**Exercise prompt**
Reproduce all of the material that follows word for word, omitting the pictures from your answer.

______________________________

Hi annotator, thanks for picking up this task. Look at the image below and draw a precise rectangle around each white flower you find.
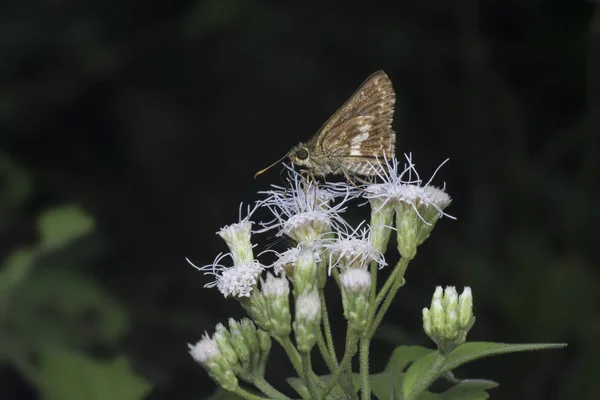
[323,224,387,273]
[340,268,371,293]
[261,274,290,297]
[257,167,352,243]
[364,155,455,225]
[187,253,264,297]
[188,332,221,365]
[217,204,259,264]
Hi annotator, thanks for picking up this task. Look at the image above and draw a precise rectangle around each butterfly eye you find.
[296,149,308,160]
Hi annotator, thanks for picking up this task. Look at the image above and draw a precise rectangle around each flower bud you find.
[369,197,394,253]
[423,307,433,336]
[229,318,252,368]
[240,318,260,353]
[217,220,254,265]
[458,286,475,330]
[256,329,271,376]
[423,286,475,354]
[213,323,239,366]
[262,274,292,338]
[239,290,272,332]
[293,289,321,353]
[294,247,317,294]
[188,333,238,392]
[340,268,371,333]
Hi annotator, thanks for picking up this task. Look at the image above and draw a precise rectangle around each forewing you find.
[313,71,396,154]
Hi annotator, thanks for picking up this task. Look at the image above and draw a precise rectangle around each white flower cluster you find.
[188,157,451,298]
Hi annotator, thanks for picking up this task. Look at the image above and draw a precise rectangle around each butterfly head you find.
[287,143,310,167]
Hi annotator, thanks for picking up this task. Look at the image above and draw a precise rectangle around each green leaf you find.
[403,342,566,398]
[6,268,129,349]
[39,348,151,400]
[385,346,434,373]
[286,378,310,399]
[402,351,443,396]
[206,388,244,400]
[438,379,498,400]
[286,374,352,399]
[369,372,404,400]
[442,342,567,372]
[370,346,433,400]
[38,205,94,250]
[0,249,35,300]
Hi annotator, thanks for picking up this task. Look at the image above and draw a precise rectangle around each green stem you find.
[252,378,289,400]
[369,261,379,310]
[404,351,446,400]
[365,258,410,339]
[319,289,338,367]
[234,386,269,400]
[302,353,319,399]
[358,336,371,400]
[317,329,337,374]
[321,331,358,399]
[373,264,398,310]
[275,336,305,379]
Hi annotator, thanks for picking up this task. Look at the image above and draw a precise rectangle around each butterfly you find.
[255,70,396,177]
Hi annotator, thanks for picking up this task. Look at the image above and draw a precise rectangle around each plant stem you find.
[365,258,410,339]
[369,261,379,310]
[317,330,337,374]
[404,351,447,400]
[319,289,338,367]
[373,264,398,309]
[302,353,319,399]
[234,386,269,400]
[358,335,371,400]
[275,336,305,379]
[252,377,289,400]
[321,331,358,399]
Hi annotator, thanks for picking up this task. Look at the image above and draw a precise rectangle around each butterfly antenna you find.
[254,154,288,179]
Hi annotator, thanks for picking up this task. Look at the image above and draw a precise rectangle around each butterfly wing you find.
[312,71,396,163]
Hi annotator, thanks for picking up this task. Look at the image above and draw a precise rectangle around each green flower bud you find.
[369,197,394,253]
[423,307,433,336]
[239,290,271,332]
[443,286,458,312]
[188,333,238,392]
[262,274,292,338]
[256,329,271,376]
[213,323,239,366]
[229,318,252,368]
[423,286,475,354]
[294,247,317,294]
[256,329,271,354]
[340,268,371,333]
[458,286,475,330]
[217,219,254,265]
[396,208,420,260]
[293,289,321,353]
[240,318,260,353]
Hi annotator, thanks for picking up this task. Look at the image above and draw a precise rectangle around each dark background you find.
[0,0,600,399]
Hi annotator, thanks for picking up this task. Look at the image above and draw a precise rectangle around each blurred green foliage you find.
[0,0,600,399]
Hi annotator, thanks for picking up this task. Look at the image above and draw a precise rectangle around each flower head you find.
[187,253,264,297]
[188,332,221,365]
[188,333,238,391]
[323,224,387,273]
[365,156,454,259]
[217,204,259,264]
[423,286,475,354]
[364,155,453,223]
[258,167,350,243]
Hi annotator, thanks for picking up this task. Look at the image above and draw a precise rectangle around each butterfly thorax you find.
[288,142,342,176]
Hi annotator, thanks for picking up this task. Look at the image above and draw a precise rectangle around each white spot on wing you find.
[350,131,371,145]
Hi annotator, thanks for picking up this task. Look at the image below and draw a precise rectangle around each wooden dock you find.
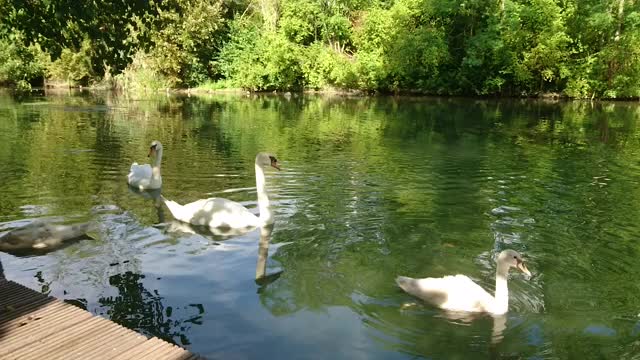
[0,278,201,360]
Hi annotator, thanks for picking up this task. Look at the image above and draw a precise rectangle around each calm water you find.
[0,94,640,359]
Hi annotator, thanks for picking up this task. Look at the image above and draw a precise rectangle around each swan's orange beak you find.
[516,261,531,276]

______________________________

**Task answer**
Hi annotator, thanks for picking up this task. Look at the image below and draw a precise rectangle around each white flower you find.
[323,224,387,273]
[340,268,371,293]
[261,274,290,297]
[257,167,352,243]
[364,155,455,225]
[187,253,264,297]
[188,332,221,365]
[217,204,259,264]
Hi annotator, thanks for picking up this task. Look at the image above and draw a precise rectangle around each butterfly eye you find.
[296,149,308,160]
Hi annotator, thanks for picking up this task. Look at the image above and draw a precise rectangle around each flower bud you find.
[369,197,394,253]
[423,307,433,336]
[229,318,252,368]
[240,318,260,353]
[217,220,254,265]
[458,286,475,330]
[256,329,271,376]
[423,286,475,354]
[213,323,239,366]
[262,274,292,338]
[239,290,272,332]
[293,289,321,353]
[294,247,317,294]
[188,333,238,392]
[340,268,371,333]
Hi annotator, thanks for picking up this task. Look at the image above and draw a precise rectangle around each forewing you find.
[313,71,396,154]
Hi annotator, thanks for picking up this task. Look at the image above and draw a precise rectangle around each white flower cluster you find.
[188,157,451,298]
Hi annotator, thanks for picking up this task. Look at the image above and draw a precise rectangle around each butterfly head you find.
[287,143,310,167]
Hi annotator, thanks for picking up this task. Look at the image above and draw a precise rectangle around each green leaf you find.
[403,342,566,398]
[6,268,129,349]
[39,348,151,400]
[385,346,434,373]
[286,378,310,399]
[402,351,443,396]
[206,388,244,400]
[438,379,498,400]
[286,374,352,399]
[369,372,404,400]
[442,342,567,372]
[370,346,433,400]
[38,205,94,250]
[0,249,35,300]
Hi annotator, thanks for picking up this task. Look at the image above and draw a precise rectangle around each green stem you find.
[252,378,289,400]
[369,261,379,310]
[404,351,446,400]
[365,258,410,339]
[319,289,338,367]
[234,386,269,400]
[302,353,319,399]
[358,336,371,400]
[317,329,337,374]
[321,331,358,399]
[373,264,398,310]
[275,336,305,379]
Hi annotator, thanks for picking up this task. Look at the image above and draw a precise rectangle around each butterfly you find.
[255,70,396,177]
Hi annotator, thanks for picking up this task. Look at the image above and draw a precise rectangle around each plant stem you find.
[365,258,410,339]
[369,261,379,310]
[317,330,337,374]
[404,351,447,400]
[319,289,338,367]
[373,264,398,309]
[302,353,319,399]
[234,386,269,400]
[358,335,371,400]
[275,336,305,379]
[252,377,289,400]
[321,331,358,399]
Hi annotator, thanks for picking up this task. Look at the image above and draw a precise rectangle around each butterfly antenna you find.
[254,154,288,179]
Hi annotator, thanks for picking up this task. Look at the image above and draw a precise rectangle around each butterfly wing you find.
[312,71,396,163]
Hi annotator, thanks for picking up this task. Look at the image above and draw a precise rectangle around each green flower bud you find.
[369,197,394,253]
[423,307,433,336]
[239,290,271,332]
[443,286,458,312]
[188,333,238,392]
[262,274,292,338]
[256,329,271,376]
[213,323,239,366]
[229,318,252,368]
[423,286,475,354]
[294,247,317,294]
[256,329,271,354]
[340,268,371,333]
[458,286,475,330]
[217,219,254,265]
[396,208,420,260]
[293,289,321,353]
[240,318,260,353]
Hi annotator, thanks for picking up this task. Look at the image above and draw a precise rectangle around each dark background you find.
[0,0,600,399]
Hi annotator, thanks for picking up this task. Look at the image above and draw a precise rectangle around each blurred green foliage you find.
[0,0,600,399]
Hi annotator, thanks for picking up this task. Look at the image above and draw a precise rectangle around each flower head you find.
[187,253,264,297]
[188,332,221,365]
[188,333,238,391]
[323,224,387,273]
[365,156,454,259]
[217,204,259,264]
[423,286,475,354]
[364,155,453,223]
[258,167,350,243]
Hi annotator, thanks for picking up this task. Look at the image above and draw a precise rectangle around each butterfly thorax you find.
[288,142,342,176]
Hi annotator, thanks for picking up this task. Look at the image above and draw a precise rectangle around each white spot on wing you find.
[350,131,371,145]
Hi annotator, thanks for picking up this task. Look at the image below and draw a precise rectangle around each wooden dock you find.
[0,278,201,360]
Hi annotator, thanks for picking up this task. Look at the image above and draw a precise rectangle around each calm water you find.
[0,94,640,359]
Hi annotator, thanks for picking up this task. Look at the image above and draw a precise rectangle around each swan's orange beak you find.
[516,261,531,276]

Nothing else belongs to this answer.